* _WHAT TO WORK ON_
According to the text about Heinrich Gutermuth, where did he find work after the Nazis dissolved his union in 1933?

* _TEXT BLOCK_
►

= Heinrich Gutermuth =

German trade union leader

Heinrich Gutermuth (18 June 1898 - 28 June 1977) was a German trade union leader.

Born in Ilbeshausen (near Grebenhain), Gutermuth completed an apprenticeship as a blacksmith, then served in World War I. After the war, he found work as a mechanic at a coal mine in Recklinghausen. He joined the Union of Christian Miners, and from 1926 worked full-time as a union official.

The union was dissolved by the Nazis in 1933, and Gutermuth found himself unemployed, but obtained work at the Bielefelder linen factory. He was conscripted in 1939, and late in World War II was captured by Soviet troops.

After the war, Gutermuth was a founder member of IG Bergbau, a new miners' union, working as its secretary until 1953. He was then elected as the union's president, but renounced the position in favour of Heinrich Imig. He instead served as vice-president of the union, finally becoming president in 1964. Under his leadership, the union began representing other energy workers, and changed its name to "IG Bergbau und Energie". In 1963, he was elected as president of the Miners' International Federation (MIF). He retired from domestic trade unionism in 1964, but remained active with the MIF for a few more years.

◄

[Dataset records]
►

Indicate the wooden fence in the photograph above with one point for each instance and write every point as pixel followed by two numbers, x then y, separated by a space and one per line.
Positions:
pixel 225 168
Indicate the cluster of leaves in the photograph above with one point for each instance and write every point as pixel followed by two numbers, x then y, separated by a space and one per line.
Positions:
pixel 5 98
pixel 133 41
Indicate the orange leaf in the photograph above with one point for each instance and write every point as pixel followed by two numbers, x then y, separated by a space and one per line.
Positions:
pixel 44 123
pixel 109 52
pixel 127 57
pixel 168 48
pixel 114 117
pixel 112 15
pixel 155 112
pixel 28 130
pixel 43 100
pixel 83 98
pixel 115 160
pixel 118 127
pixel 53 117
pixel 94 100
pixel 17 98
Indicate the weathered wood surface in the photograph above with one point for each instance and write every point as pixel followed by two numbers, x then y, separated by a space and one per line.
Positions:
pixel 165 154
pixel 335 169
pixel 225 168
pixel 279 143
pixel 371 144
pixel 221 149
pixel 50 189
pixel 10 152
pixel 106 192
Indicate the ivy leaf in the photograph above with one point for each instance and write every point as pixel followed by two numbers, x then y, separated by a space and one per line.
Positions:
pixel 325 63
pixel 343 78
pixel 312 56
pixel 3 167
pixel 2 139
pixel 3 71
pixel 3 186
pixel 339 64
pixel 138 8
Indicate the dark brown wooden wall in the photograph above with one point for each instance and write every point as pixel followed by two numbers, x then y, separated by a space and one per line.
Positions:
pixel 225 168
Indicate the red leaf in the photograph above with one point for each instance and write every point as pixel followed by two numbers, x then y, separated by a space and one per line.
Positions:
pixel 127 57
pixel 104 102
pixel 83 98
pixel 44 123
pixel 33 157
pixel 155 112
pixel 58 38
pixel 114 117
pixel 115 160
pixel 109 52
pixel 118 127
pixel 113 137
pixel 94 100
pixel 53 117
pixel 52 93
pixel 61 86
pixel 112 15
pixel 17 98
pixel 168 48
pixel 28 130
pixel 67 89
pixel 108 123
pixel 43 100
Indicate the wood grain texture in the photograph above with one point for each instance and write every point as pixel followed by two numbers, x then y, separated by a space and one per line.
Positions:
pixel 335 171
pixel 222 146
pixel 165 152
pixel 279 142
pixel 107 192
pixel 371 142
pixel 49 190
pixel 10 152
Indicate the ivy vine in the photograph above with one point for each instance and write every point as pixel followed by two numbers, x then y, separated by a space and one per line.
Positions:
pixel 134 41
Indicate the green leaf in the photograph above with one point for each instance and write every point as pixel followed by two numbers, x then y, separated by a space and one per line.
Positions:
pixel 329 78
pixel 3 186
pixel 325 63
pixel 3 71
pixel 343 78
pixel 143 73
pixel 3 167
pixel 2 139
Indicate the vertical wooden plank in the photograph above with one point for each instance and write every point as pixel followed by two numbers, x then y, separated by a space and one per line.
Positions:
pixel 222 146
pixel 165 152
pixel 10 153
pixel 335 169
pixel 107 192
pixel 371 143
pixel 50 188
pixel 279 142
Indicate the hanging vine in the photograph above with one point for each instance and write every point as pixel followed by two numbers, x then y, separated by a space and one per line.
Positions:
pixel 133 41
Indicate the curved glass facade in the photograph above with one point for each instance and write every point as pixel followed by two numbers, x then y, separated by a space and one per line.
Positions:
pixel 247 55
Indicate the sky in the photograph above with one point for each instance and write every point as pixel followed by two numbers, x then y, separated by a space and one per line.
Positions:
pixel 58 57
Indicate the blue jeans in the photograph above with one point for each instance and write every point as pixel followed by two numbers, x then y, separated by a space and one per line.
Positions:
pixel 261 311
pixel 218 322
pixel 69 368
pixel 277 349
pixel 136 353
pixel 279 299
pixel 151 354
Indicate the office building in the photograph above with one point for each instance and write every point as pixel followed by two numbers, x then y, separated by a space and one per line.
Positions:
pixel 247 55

◄

* _CORRECT RESPONSE_
At the Bielefelder linen factory.